■ **Problem**
Return each line of the entries that holds the string "below".

[Items from a data source]
· · · ·

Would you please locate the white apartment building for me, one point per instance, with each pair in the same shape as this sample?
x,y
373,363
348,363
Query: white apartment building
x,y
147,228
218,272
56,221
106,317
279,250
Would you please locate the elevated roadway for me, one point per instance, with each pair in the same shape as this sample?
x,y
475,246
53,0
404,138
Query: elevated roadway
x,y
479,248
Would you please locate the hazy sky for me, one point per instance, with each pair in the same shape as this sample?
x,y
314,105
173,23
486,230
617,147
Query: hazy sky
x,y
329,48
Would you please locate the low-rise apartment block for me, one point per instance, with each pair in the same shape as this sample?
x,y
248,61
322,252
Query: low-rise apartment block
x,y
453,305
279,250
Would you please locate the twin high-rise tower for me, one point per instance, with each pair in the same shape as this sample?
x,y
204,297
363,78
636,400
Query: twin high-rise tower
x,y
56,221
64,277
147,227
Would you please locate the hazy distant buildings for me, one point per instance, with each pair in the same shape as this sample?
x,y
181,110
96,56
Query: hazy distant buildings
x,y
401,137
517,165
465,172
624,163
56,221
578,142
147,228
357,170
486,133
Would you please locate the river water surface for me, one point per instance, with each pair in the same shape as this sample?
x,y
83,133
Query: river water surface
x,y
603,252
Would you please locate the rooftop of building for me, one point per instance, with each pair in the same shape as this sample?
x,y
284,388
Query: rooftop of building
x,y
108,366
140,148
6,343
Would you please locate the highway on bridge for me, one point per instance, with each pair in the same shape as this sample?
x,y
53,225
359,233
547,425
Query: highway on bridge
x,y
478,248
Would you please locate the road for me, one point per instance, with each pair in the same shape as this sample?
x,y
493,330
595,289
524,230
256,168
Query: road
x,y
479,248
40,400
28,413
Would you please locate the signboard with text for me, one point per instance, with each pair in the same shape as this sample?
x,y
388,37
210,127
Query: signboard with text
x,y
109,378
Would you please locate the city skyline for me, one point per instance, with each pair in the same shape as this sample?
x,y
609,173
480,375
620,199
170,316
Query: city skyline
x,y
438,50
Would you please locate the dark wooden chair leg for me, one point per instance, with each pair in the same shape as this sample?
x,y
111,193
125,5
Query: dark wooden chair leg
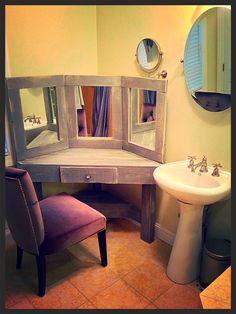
x,y
102,247
19,256
41,267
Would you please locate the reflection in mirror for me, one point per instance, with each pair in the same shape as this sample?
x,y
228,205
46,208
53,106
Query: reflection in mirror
x,y
148,55
142,122
39,109
207,60
93,109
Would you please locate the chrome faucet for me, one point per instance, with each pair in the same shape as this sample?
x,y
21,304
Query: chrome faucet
x,y
202,164
215,172
32,119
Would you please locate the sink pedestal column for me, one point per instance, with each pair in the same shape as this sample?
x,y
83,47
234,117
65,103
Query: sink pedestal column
x,y
184,262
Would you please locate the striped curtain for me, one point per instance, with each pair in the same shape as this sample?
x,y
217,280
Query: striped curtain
x,y
193,60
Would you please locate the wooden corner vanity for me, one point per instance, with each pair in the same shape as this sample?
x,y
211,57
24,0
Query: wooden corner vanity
x,y
51,148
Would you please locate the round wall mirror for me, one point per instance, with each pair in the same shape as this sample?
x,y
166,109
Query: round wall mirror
x,y
148,55
207,60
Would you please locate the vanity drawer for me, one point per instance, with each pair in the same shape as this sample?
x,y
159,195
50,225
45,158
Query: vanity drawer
x,y
88,174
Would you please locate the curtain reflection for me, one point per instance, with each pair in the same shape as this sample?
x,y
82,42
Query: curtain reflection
x,y
149,103
100,111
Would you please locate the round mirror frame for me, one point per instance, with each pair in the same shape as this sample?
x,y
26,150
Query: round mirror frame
x,y
159,57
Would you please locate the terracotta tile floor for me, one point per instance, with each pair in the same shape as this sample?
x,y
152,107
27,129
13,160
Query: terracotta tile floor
x,y
135,277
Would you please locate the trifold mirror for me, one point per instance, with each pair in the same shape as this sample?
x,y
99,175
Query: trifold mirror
x,y
142,130
37,114
39,111
51,113
94,110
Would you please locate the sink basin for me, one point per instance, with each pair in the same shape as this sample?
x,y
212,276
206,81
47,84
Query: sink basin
x,y
193,190
199,188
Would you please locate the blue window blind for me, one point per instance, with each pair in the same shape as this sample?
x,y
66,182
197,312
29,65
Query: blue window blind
x,y
193,60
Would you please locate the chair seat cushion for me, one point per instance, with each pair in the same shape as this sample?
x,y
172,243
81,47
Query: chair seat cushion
x,y
67,221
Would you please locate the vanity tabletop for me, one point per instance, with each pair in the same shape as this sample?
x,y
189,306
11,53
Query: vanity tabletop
x,y
91,157
218,294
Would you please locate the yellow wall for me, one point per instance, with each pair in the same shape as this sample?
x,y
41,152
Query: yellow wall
x,y
44,40
190,129
102,40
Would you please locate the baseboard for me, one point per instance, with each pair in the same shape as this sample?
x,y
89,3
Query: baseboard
x,y
160,233
164,234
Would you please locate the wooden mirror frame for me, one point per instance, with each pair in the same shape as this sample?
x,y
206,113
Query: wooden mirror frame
x,y
14,108
67,119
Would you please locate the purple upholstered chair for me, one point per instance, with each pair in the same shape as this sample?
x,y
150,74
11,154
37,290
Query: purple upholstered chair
x,y
45,227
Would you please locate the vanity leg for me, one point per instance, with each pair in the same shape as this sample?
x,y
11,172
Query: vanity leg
x,y
148,212
38,190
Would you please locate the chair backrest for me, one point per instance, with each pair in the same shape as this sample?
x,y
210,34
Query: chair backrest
x,y
23,212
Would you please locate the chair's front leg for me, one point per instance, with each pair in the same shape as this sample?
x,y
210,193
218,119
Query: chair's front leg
x,y
41,267
19,256
102,247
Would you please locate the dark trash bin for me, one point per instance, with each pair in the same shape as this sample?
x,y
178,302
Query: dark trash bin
x,y
215,259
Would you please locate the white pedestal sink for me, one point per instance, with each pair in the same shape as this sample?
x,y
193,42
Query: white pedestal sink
x,y
193,191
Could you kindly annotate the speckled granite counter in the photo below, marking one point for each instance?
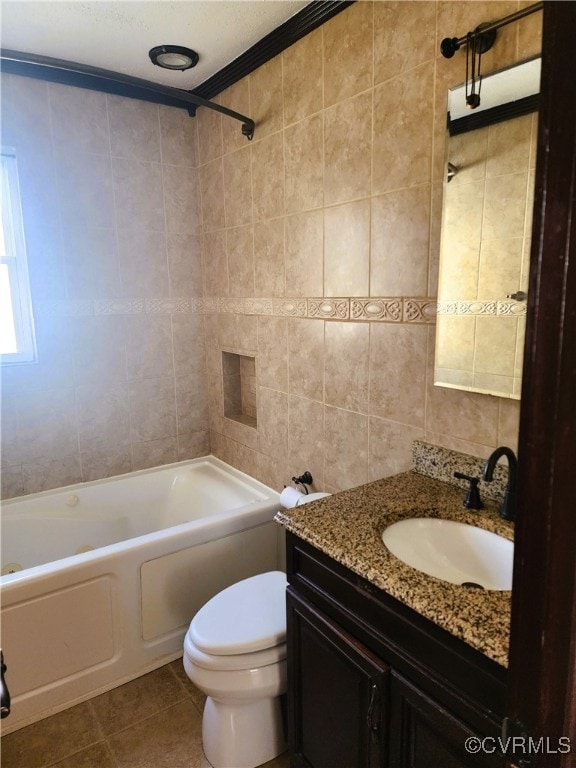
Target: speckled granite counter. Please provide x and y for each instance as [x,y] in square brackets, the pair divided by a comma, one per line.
[348,527]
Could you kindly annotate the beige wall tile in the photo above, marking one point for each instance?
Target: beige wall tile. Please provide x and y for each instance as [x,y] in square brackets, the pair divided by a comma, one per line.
[304,244]
[85,191]
[348,43]
[178,137]
[211,179]
[238,188]
[184,264]
[79,120]
[99,350]
[269,262]
[148,346]
[390,447]
[304,158]
[240,252]
[273,423]
[306,358]
[403,146]
[138,194]
[273,352]
[91,263]
[95,229]
[266,98]
[159,422]
[181,200]
[345,119]
[347,435]
[268,177]
[302,77]
[400,242]
[307,445]
[348,149]
[402,39]
[136,248]
[397,372]
[215,264]
[346,365]
[347,249]
[134,129]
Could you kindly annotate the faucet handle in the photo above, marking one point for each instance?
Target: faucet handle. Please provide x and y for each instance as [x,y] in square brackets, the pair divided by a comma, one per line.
[472,500]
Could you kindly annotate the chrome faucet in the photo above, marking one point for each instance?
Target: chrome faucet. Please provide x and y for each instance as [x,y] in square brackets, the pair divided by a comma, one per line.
[508,508]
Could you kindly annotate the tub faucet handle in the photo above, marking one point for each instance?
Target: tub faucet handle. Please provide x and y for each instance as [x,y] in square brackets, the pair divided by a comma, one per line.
[472,500]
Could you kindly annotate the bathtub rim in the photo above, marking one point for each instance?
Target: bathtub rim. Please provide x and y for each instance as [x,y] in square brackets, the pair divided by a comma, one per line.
[228,521]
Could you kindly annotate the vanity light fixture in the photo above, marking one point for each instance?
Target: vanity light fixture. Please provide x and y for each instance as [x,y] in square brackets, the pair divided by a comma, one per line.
[173,57]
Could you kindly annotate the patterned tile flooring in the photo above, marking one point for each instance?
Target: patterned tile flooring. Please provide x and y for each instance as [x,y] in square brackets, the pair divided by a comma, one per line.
[154,721]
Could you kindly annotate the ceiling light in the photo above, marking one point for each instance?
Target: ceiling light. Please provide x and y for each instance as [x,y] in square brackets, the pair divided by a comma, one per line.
[173,57]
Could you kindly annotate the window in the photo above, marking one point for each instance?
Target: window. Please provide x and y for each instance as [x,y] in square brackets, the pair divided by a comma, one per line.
[17,344]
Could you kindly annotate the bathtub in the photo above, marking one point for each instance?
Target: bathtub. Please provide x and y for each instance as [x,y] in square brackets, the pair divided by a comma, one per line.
[101,579]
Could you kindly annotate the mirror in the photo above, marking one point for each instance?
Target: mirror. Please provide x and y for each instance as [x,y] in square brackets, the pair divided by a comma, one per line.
[486,228]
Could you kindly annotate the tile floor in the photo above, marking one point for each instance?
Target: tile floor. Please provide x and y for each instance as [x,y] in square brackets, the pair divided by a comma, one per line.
[152,722]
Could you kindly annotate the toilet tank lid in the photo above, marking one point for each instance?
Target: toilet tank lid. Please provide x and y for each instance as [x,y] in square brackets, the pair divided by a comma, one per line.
[245,617]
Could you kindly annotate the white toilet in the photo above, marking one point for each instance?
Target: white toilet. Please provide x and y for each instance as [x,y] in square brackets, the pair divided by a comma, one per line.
[235,652]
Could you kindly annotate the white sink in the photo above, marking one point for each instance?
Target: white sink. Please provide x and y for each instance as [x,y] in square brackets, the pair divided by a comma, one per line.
[452,551]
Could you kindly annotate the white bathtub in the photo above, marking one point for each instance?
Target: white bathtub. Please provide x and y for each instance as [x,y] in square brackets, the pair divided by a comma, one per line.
[78,621]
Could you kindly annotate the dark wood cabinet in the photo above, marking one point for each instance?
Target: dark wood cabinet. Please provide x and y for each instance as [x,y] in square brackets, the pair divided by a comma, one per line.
[371,683]
[339,691]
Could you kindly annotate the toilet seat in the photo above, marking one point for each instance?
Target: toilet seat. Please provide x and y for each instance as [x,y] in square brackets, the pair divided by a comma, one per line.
[247,618]
[235,662]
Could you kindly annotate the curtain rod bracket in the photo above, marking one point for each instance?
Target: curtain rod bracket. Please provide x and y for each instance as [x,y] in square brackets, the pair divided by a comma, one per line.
[484,32]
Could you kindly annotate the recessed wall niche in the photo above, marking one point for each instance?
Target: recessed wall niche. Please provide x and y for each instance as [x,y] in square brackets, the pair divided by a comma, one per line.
[239,387]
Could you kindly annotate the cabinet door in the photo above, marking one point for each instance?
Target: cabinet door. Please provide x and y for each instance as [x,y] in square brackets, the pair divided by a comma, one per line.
[337,694]
[424,735]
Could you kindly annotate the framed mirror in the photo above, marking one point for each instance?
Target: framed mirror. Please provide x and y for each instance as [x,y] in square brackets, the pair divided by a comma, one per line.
[486,227]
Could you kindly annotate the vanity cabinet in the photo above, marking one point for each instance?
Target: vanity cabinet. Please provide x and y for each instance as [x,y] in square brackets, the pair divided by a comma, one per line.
[372,683]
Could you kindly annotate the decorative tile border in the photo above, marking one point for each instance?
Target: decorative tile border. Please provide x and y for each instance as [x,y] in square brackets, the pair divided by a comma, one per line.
[377,309]
[372,309]
[336,309]
[483,307]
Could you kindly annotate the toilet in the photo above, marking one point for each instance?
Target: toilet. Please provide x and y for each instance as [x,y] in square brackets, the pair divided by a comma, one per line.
[235,652]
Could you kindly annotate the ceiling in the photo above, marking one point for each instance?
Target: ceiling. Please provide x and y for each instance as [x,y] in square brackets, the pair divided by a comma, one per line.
[118,34]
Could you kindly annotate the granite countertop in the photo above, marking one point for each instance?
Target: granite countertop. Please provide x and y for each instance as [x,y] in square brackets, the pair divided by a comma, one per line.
[348,526]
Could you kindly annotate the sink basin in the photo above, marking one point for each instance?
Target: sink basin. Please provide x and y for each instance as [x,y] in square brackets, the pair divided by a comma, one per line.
[452,551]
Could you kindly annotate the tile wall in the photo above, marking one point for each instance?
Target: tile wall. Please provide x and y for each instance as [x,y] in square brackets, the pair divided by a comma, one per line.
[313,249]
[109,200]
[321,242]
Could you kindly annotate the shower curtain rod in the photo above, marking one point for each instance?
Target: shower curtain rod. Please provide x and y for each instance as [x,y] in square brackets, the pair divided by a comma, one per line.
[450,45]
[107,81]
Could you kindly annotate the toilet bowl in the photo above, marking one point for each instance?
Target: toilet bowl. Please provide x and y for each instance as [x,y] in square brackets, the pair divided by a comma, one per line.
[235,652]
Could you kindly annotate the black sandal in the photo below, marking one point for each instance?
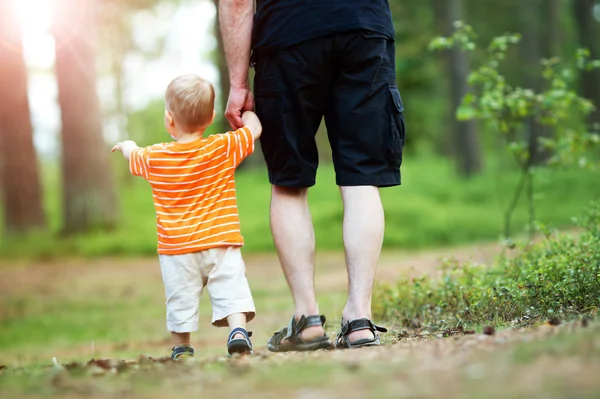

· · · ·

■ **Written answer**
Could you kindly annotate the speckled granite counter in the photo below, marking one point for each instance?
Could you kindly annotate the black sandal in the photo below, marking one point for each instance?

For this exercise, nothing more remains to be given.